-------- RAW DATA --------

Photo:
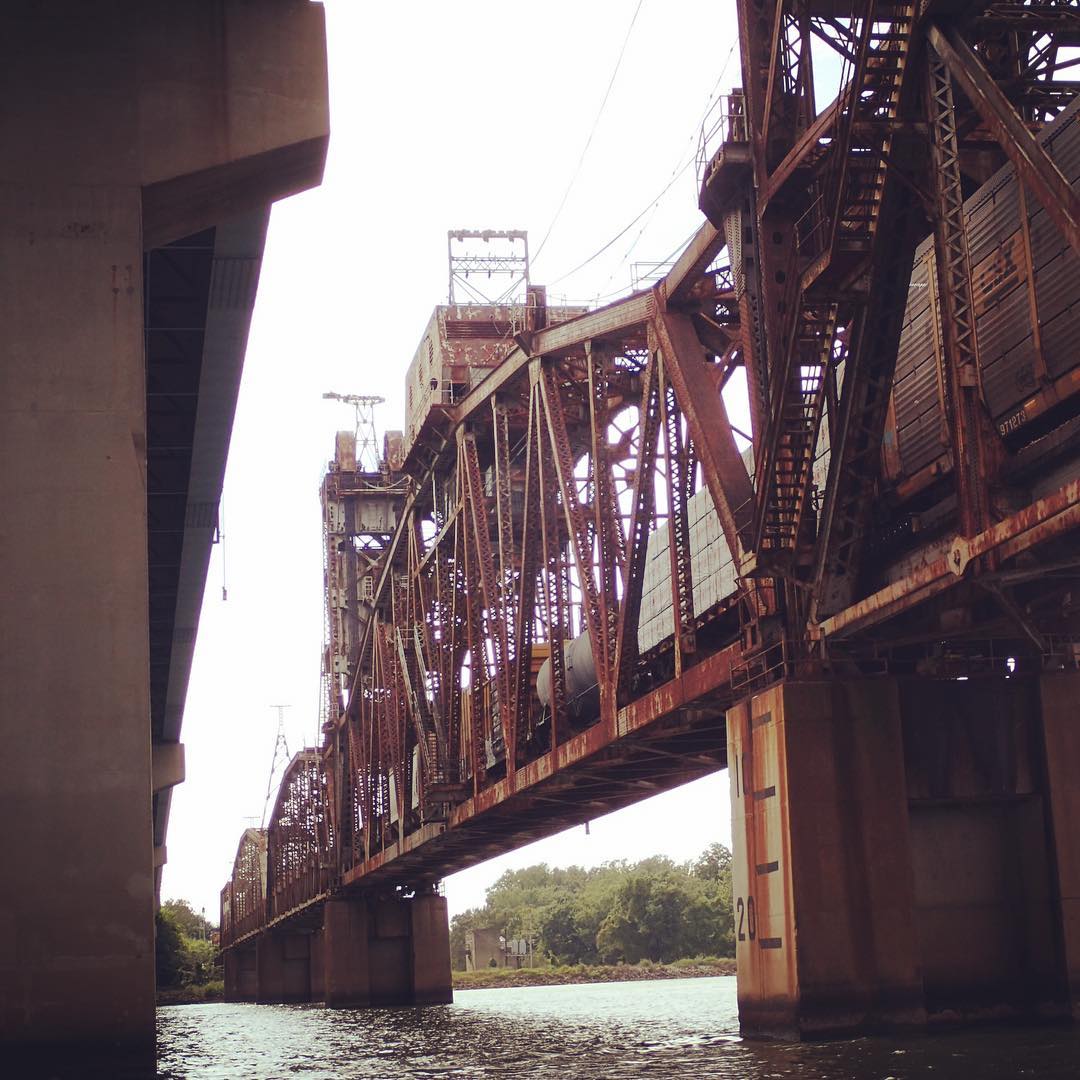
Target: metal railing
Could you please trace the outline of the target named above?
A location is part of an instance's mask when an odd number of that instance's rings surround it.
[[[735,87],[730,93],[716,99],[701,122],[696,156],[698,183],[704,184],[708,179],[717,157],[726,145],[747,142],[749,133],[746,125],[746,99],[742,89]]]

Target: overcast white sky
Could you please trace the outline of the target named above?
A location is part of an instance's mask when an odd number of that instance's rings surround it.
[[[405,371],[446,300],[446,231],[524,228],[535,252],[579,157],[638,0],[326,3],[331,138],[322,186],[274,207],[225,480],[173,794],[163,897],[215,922],[240,834],[263,812],[277,714],[317,739],[322,647],[319,482],[352,412],[379,394],[404,426]],[[738,83],[733,0],[642,0],[565,209],[532,279],[555,282],[675,182],[601,258],[549,286],[629,291],[701,223],[693,157],[710,97]],[[222,583],[228,599],[222,600]],[[254,821],[252,820],[254,819]],[[726,774],[522,848],[446,881],[451,914],[503,870],[541,860],[698,854],[730,845]]]

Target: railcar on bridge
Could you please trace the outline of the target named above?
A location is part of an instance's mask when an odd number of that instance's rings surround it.
[[[1072,1007],[1080,23],[967,7],[741,0],[666,277],[438,308],[339,434],[264,998],[441,1000],[444,875],[730,765],[747,1031]]]

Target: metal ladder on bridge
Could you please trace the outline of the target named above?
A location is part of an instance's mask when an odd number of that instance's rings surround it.
[[[866,54],[857,66],[851,104],[843,123],[847,137],[838,140],[847,152],[829,163],[822,197],[842,185],[836,198],[835,222],[818,220],[810,235],[835,239],[825,252],[869,251],[877,231],[885,187],[891,125],[897,117],[900,91],[914,20],[914,5],[907,0],[874,4]],[[876,134],[875,134],[876,132]],[[856,145],[856,140],[859,140]],[[818,253],[815,276],[829,264]],[[814,451],[825,396],[825,376],[834,362],[837,305],[826,297],[808,297],[804,282],[785,364],[772,387],[771,437],[766,439],[763,508],[758,550],[793,552],[813,480]],[[821,292],[821,290],[819,290]]]

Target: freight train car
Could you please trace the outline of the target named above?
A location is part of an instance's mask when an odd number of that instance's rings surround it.
[[[1080,184],[1080,99],[1040,141]],[[1011,165],[965,202],[964,214],[983,400],[1015,450],[1052,425],[1060,405],[1080,390],[1080,256]],[[945,467],[940,319],[930,236],[915,255],[886,434],[885,475],[904,491]]]
[[[1080,186],[1080,98],[1039,138],[1074,187]],[[1016,454],[1080,408],[1080,257],[1022,190],[1011,165],[971,195],[964,210],[983,397],[1005,447]],[[949,529],[951,460],[936,274],[934,239],[928,236],[916,252],[882,446],[882,506],[890,516],[905,506],[919,512],[900,512],[871,536],[878,552],[890,557],[927,542],[935,524],[942,535]],[[752,454],[744,458],[752,471]],[[819,491],[828,467],[823,422],[814,461]],[[1047,483],[1053,482],[1048,474]],[[694,610],[701,624],[730,607],[735,567],[708,491],[694,495],[689,512]],[[884,563],[880,569],[888,579]],[[649,537],[638,631],[643,651],[670,642],[671,604],[668,529],[661,525]]]

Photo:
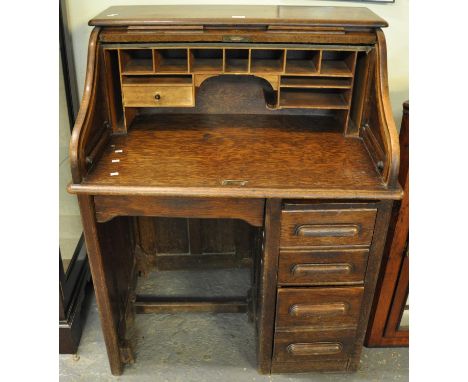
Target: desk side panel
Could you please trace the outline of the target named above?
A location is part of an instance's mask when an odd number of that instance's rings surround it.
[[[400,145],[388,91],[387,47],[381,30],[376,32],[375,65],[366,100],[361,136],[384,184],[398,187]]]

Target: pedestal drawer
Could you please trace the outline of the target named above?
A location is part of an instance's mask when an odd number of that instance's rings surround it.
[[[280,288],[276,329],[356,326],[364,287]]]
[[[123,86],[124,106],[185,107],[193,106],[192,86]]]
[[[276,332],[273,362],[303,363],[347,360],[353,351],[354,329]]]
[[[367,249],[281,251],[280,285],[363,283]]]
[[[375,208],[284,210],[280,246],[369,245]]]

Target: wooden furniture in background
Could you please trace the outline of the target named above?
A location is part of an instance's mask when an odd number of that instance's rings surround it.
[[[76,353],[83,330],[83,302],[91,280],[82,236],[70,264],[59,261],[59,353]],[[66,269],[66,270],[65,270]]]
[[[395,203],[383,265],[374,297],[365,345],[408,346],[409,328],[400,326],[409,291],[409,102],[403,104],[399,179],[405,194]]]
[[[130,6],[90,25],[69,191],[112,373],[133,361],[135,310],[247,311],[261,373],[356,370],[402,194],[387,23],[365,8]],[[138,274],[203,263],[251,268],[249,294],[135,295]]]
[[[63,73],[63,85],[66,97],[69,126],[61,126],[72,130],[78,113],[78,92],[73,65],[71,37],[68,33],[67,9],[65,1],[59,4],[59,39],[60,60]],[[62,158],[61,161],[66,158]],[[64,164],[65,165],[65,164]],[[75,202],[72,200],[72,202]],[[76,203],[76,202],[75,202]],[[61,205],[62,207],[62,205]],[[62,208],[61,208],[62,211]],[[80,233],[78,233],[80,236]],[[79,237],[78,236],[78,237]],[[91,278],[86,246],[83,235],[77,239],[76,247],[70,254],[64,254],[64,248],[59,249],[59,353],[76,353],[80,343],[84,312],[83,301]],[[61,252],[61,253],[60,253]],[[66,259],[62,258],[62,255]],[[67,257],[70,257],[68,258]]]

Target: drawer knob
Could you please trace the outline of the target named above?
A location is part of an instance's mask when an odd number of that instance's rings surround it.
[[[159,100],[161,99],[161,95],[160,95],[159,93],[156,93],[156,94],[154,95],[154,99],[155,99],[156,101],[159,101]]]

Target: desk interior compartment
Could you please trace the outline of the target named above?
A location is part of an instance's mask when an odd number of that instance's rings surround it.
[[[319,71],[320,51],[288,49],[286,52],[287,74],[314,74]]]
[[[156,73],[187,73],[187,49],[154,49],[154,68]]]
[[[190,70],[193,73],[223,71],[223,50],[212,48],[190,49]]]
[[[153,73],[152,49],[121,49],[119,54],[122,74]]]
[[[355,63],[356,52],[354,51],[324,50],[322,51],[320,74],[352,77]]]
[[[191,86],[191,75],[146,75],[146,76],[122,76],[122,86]]]
[[[282,88],[281,108],[348,109],[350,91],[346,89]]]
[[[225,50],[225,73],[247,73],[249,71],[248,49]]]
[[[250,54],[252,73],[282,73],[284,71],[283,49],[252,49]]]
[[[352,78],[281,76],[282,88],[351,89]]]

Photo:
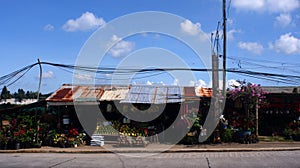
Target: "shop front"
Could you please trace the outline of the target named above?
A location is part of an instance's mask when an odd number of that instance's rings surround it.
[[[163,134],[167,129],[188,132],[200,97],[194,87],[63,85],[47,102],[58,111],[58,127],[66,131],[76,127],[90,136],[103,135],[108,142],[121,134],[164,143],[172,141]]]

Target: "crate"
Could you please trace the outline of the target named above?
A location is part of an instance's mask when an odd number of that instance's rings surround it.
[[[91,138],[91,146],[104,146],[104,136],[93,134]]]

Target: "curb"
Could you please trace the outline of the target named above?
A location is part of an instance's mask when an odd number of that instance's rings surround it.
[[[145,149],[74,149],[74,148],[55,148],[55,149],[18,149],[18,150],[0,150],[3,153],[188,153],[188,152],[262,152],[262,151],[296,151],[300,147],[272,147],[272,148],[212,148],[212,149],[169,149],[145,150]]]

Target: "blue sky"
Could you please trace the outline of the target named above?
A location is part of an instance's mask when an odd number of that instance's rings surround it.
[[[227,7],[227,67],[299,74],[299,0],[227,0]],[[221,0],[3,0],[0,5],[0,76],[35,63],[38,58],[47,62],[75,64],[81,48],[99,27],[118,17],[143,11],[161,11],[185,18],[180,28],[189,35],[201,31],[209,36],[216,31],[218,22],[222,22]],[[106,54],[102,62],[105,66],[116,66],[127,54],[139,49],[160,47],[179,55],[189,67],[203,68],[201,61],[186,46],[163,34],[145,33],[126,39],[116,35],[111,40],[120,41]],[[38,73],[38,67],[34,67],[9,86],[9,90],[37,90]],[[88,75],[80,77],[89,78]],[[196,74],[196,78],[194,83],[187,83],[206,86],[211,83],[206,74]],[[262,85],[285,85],[228,73],[227,80],[230,79],[247,79]],[[176,84],[178,79],[164,74],[132,82]],[[43,93],[52,92],[63,83],[72,83],[71,73],[43,65]],[[290,85],[296,84],[291,82]]]

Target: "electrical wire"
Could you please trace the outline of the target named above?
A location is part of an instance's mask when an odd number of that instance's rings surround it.
[[[235,58],[230,58],[232,60],[237,60]],[[241,62],[247,62],[244,60],[239,60]],[[270,66],[264,66],[261,64],[256,64],[253,62],[247,62],[247,64],[252,63],[252,65],[257,65],[261,67],[268,67],[268,68],[275,68]],[[126,76],[122,78],[122,75],[133,75],[138,74],[131,79],[144,79],[149,78],[153,76],[162,75],[164,73],[170,72],[170,71],[191,71],[191,72],[212,72],[212,69],[207,68],[145,68],[145,69],[139,69],[139,68],[112,68],[112,67],[88,67],[88,66],[80,66],[80,65],[66,65],[66,64],[58,64],[58,63],[51,63],[51,62],[41,62],[43,65],[49,65],[53,67],[57,67],[59,69],[62,69],[64,71],[67,71],[69,73],[73,73],[75,75],[80,75],[80,72],[89,72],[89,73],[95,73],[95,74],[102,74],[102,75],[118,75],[118,79],[116,80],[128,80]],[[28,65],[24,68],[21,68],[19,70],[16,70],[12,73],[9,73],[5,76],[0,77],[0,86],[2,85],[12,85],[21,78],[27,74],[28,71],[30,71],[34,66],[38,65],[38,63],[34,63],[31,65]],[[288,64],[287,64],[288,65]],[[296,65],[296,64],[295,64]],[[294,66],[294,65],[293,65]],[[222,70],[219,70],[220,72]],[[268,73],[268,72],[258,72],[253,70],[247,70],[243,68],[227,68],[226,72],[238,74],[242,76],[257,78],[257,79],[264,79],[269,80],[273,82],[278,83],[284,83],[284,84],[300,84],[300,76],[298,75],[292,75],[292,74],[281,74],[281,73]],[[95,79],[102,79],[102,80],[111,80],[112,78],[108,77],[96,77]]]

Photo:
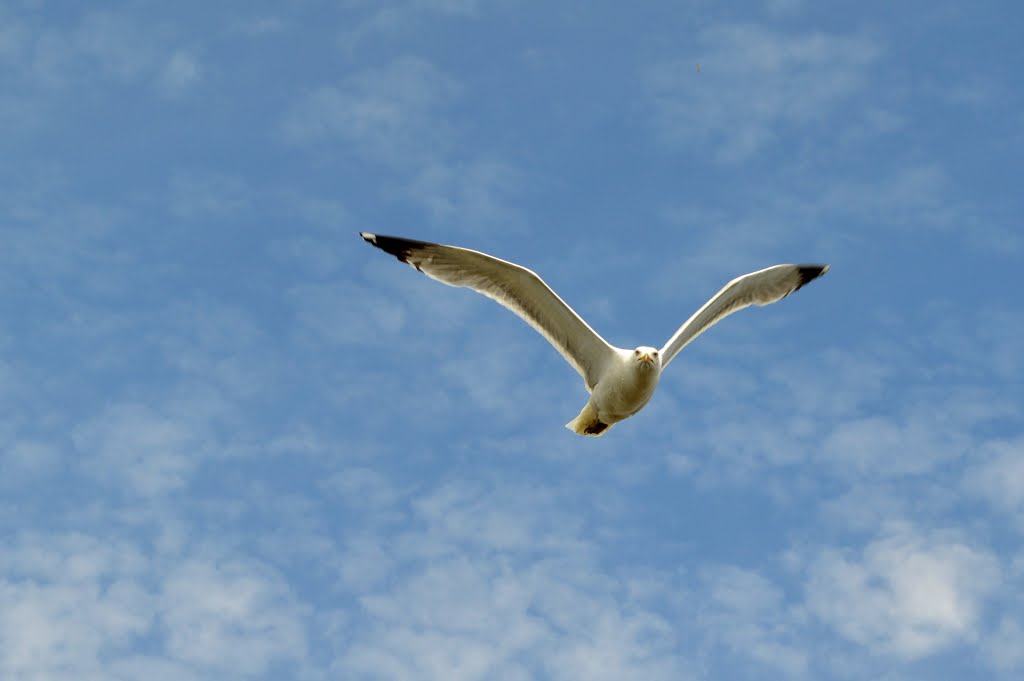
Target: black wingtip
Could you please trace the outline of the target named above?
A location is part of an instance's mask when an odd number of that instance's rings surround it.
[[[800,284],[794,290],[814,281],[829,270],[828,265],[797,265],[800,271]]]
[[[366,243],[371,246],[376,246],[385,253],[390,253],[404,263],[409,262],[409,255],[414,251],[428,246],[437,245],[426,241],[402,239],[397,236],[385,236],[383,234],[373,234],[372,232],[359,232],[359,236],[361,236],[363,241]]]

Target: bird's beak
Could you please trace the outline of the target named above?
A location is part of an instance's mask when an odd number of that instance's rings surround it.
[[[645,352],[644,354],[640,355],[640,361],[643,362],[644,364],[653,364],[654,358]]]

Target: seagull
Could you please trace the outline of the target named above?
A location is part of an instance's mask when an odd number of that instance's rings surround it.
[[[781,300],[828,272],[828,265],[775,265],[730,281],[660,349],[609,344],[531,270],[458,246],[360,232],[369,244],[449,286],[471,288],[536,329],[583,377],[590,399],[565,427],[598,436],[651,399],[661,372],[692,340],[726,316]]]

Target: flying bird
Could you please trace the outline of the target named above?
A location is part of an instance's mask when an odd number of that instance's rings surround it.
[[[829,269],[828,265],[775,265],[744,274],[704,303],[660,349],[641,345],[627,350],[601,338],[525,267],[468,248],[369,232],[360,236],[428,277],[497,301],[548,339],[580,373],[590,393],[583,410],[565,427],[594,436],[640,411],[669,362],[712,325],[750,305],[781,300]]]

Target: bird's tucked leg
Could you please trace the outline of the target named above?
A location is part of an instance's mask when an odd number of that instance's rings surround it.
[[[580,415],[565,424],[565,427],[580,435],[591,435],[593,437],[597,437],[599,435],[604,435],[605,431],[611,427],[611,424],[602,421],[598,417],[597,409],[594,407],[593,403],[587,402],[587,405],[583,407],[583,411],[580,412]]]

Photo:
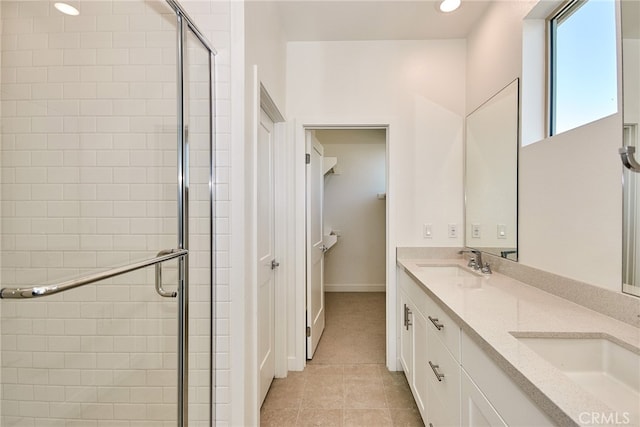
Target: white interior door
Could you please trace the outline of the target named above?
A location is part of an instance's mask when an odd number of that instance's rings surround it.
[[[260,404],[275,375],[273,121],[260,110],[257,147],[258,362]]]
[[[324,175],[322,145],[312,131],[307,131],[306,137],[310,154],[307,165],[307,359],[311,359],[324,331]]]

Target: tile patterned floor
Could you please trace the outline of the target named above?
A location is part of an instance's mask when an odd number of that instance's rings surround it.
[[[384,293],[327,293],[325,302],[313,360],[273,381],[260,425],[422,426],[404,374],[384,365]]]

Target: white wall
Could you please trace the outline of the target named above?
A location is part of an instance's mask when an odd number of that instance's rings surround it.
[[[289,43],[287,75],[298,144],[305,125],[388,125],[386,315],[393,324],[396,247],[462,245],[462,233],[447,237],[447,224],[462,224],[465,42]],[[433,224],[430,240],[423,223]],[[302,324],[303,313],[296,318]],[[387,330],[387,366],[395,370],[395,328]],[[290,357],[304,357],[299,347]]]
[[[289,118],[392,123],[387,203],[398,246],[462,244],[447,224],[462,224],[464,57],[461,40],[288,45]]]
[[[640,40],[623,40],[624,122],[640,122]]]
[[[242,7],[242,6],[240,6]],[[242,384],[233,394],[234,415],[236,425],[259,424],[257,408],[258,392],[258,357],[257,357],[257,277],[256,277],[256,143],[257,123],[260,108],[260,89],[262,84],[280,112],[285,109],[285,81],[286,81],[286,40],[283,27],[278,15],[277,3],[272,1],[243,2],[243,16],[241,25],[243,43],[237,46],[235,53],[243,56],[244,75],[234,74],[244,85],[243,93],[238,93],[242,99],[244,122],[242,138],[237,144],[242,145],[241,157],[234,157],[242,173],[241,180],[234,184],[233,191],[243,197],[243,205],[237,206],[233,217],[236,224],[242,222],[244,240],[243,253],[235,253],[234,267],[242,276],[238,276],[235,309],[232,310],[233,335],[243,347],[238,348],[235,360],[242,361],[243,378],[234,381]],[[237,22],[237,21],[236,21]],[[256,80],[257,79],[257,80]],[[276,150],[278,149],[276,141]],[[277,196],[276,196],[277,197]],[[286,264],[285,264],[286,265]],[[238,363],[240,366],[240,363]]]
[[[247,73],[251,72],[254,65],[258,66],[260,81],[281,112],[284,112],[287,49],[277,2],[248,1],[244,13]]]
[[[386,287],[386,131],[317,130],[325,157],[336,157],[337,173],[324,178],[324,233],[339,230],[325,253],[327,291],[384,291]]]
[[[534,5],[492,3],[470,34],[468,112],[522,76],[522,23]],[[522,85],[527,84],[534,82],[523,79]],[[620,290],[621,127],[621,114],[616,114],[521,148],[522,264]]]
[[[522,74],[522,18],[536,0],[492,2],[467,37],[467,114]]]

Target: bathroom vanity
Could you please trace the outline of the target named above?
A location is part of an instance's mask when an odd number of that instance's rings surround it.
[[[638,425],[640,329],[461,259],[398,259],[400,364],[427,426]]]

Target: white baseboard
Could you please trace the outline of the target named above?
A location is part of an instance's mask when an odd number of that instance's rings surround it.
[[[324,285],[325,292],[385,292],[387,286],[382,283],[370,285],[366,283],[356,283],[348,285]]]
[[[289,372],[304,370],[304,361],[303,360],[299,360],[295,356],[287,357],[287,370]]]

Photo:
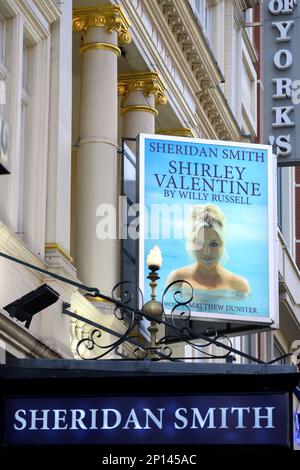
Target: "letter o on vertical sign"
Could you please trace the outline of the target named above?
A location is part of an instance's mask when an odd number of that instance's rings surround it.
[[[272,13],[272,15],[280,15],[282,9],[283,9],[282,0],[271,0],[269,2],[269,10]]]
[[[280,49],[274,55],[274,65],[279,70],[287,70],[293,63],[293,56],[287,49]]]

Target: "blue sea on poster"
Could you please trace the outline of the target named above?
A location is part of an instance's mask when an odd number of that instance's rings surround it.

--------

### [INSTRUCTIONS TO FOLLOW]
Which lines of the data include the string "drawer"? Copy each of them.

### [RESULT OF THE EXERCISE]
Target: pedestal drawer
Target: drawer knob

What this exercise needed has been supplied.